DATA: Begin
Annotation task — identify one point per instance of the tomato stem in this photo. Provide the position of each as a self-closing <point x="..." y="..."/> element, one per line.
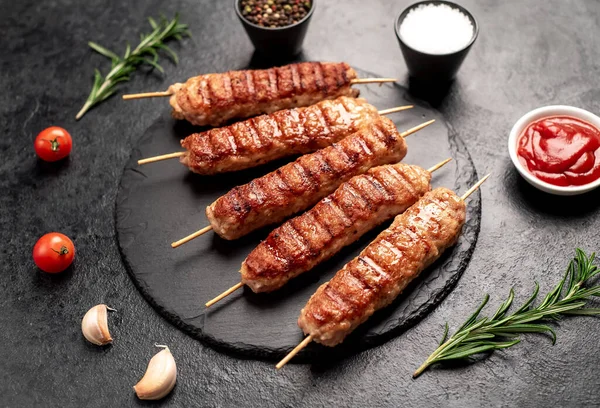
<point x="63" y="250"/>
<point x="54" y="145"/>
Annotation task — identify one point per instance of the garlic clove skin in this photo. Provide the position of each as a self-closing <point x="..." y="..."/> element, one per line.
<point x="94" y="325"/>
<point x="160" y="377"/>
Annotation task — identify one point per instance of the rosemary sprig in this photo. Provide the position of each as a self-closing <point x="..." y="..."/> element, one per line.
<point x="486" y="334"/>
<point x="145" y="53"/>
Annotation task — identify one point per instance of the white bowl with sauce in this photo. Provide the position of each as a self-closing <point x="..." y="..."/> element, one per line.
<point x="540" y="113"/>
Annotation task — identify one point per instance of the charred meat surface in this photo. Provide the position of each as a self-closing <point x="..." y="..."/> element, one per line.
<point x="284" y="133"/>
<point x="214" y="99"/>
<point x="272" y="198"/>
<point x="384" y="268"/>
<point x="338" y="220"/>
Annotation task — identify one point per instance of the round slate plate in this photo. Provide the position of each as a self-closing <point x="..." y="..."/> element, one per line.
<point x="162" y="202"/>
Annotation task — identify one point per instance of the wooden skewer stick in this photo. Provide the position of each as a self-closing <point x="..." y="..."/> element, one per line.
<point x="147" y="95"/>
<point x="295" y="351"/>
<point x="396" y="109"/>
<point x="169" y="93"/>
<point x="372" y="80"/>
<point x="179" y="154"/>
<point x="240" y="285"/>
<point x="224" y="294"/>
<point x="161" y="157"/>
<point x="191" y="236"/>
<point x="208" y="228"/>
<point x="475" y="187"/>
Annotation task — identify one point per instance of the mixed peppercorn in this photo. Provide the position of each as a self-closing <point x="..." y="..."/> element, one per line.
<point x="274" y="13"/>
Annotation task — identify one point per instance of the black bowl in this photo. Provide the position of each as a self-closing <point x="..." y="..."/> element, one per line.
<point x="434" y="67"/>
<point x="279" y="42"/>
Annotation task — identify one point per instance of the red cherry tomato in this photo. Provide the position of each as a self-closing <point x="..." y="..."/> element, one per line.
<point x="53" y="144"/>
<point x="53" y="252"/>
DATA: End
[WORK TASK] Word for word, restate the records shown above, minus the pictures.

[WRITTEN ANSWER]
Annotation task — identify one point per instance of the tomato stem in this photo. Provide the position of each as a self-closing <point x="..." y="..."/> element, one per line.
<point x="63" y="250"/>
<point x="54" y="145"/>
Annotation task — identify one point per instance of the garlic clove skin in this photo. Provide the position of each as a self-closing <point x="..." y="..."/> element, one per line.
<point x="94" y="325"/>
<point x="160" y="377"/>
Annotation task — identify one point per instance of the rosemary sprig in this photo. Provide the position of each as a self-closing <point x="..." y="..."/> element, one per line.
<point x="486" y="334"/>
<point x="145" y="53"/>
Annotation task — identify one point per instance of the white bowl with sauce in this photo. Provide the position of each as a self-closing <point x="..." y="..."/> element, one per line.
<point x="540" y="113"/>
Annotation task — identify one point per instance of the charred meat surface in this photo. Provide the position of each as a self-closing <point x="..." y="..."/> element, one per line.
<point x="284" y="133"/>
<point x="214" y="99"/>
<point x="272" y="198"/>
<point x="384" y="268"/>
<point x="338" y="220"/>
Annotation task — identify one point per instance of the round slate plate in this photo. Provide the position of each as a self-closing <point x="..." y="..."/> element, one per line.
<point x="162" y="202"/>
Annotation task — identify one point per instance of the wooden skewer stick in this photo. Provide the position of each as a self-closing <point x="..." y="..."/> element, one per line.
<point x="147" y="95"/>
<point x="295" y="351"/>
<point x="396" y="109"/>
<point x="169" y="93"/>
<point x="372" y="80"/>
<point x="179" y="154"/>
<point x="240" y="285"/>
<point x="224" y="294"/>
<point x="161" y="157"/>
<point x="191" y="236"/>
<point x="208" y="228"/>
<point x="475" y="187"/>
Annotation task — identify one point per instance of the mixed peppercorn in this photo. Provide the position of each as a self-closing <point x="..." y="..."/> element, one per line.
<point x="274" y="13"/>
Annotation task — identify one point per instance of the black bowl in this photo. Provide the position of each as a self-closing <point x="..." y="..."/> element, one per line.
<point x="434" y="67"/>
<point x="279" y="42"/>
Annotation task — identify one point per instance of the red cherry tomato in this photo. Provide the position of each as a self-closing <point x="..." y="..."/> element, one per line.
<point x="53" y="144"/>
<point x="53" y="252"/>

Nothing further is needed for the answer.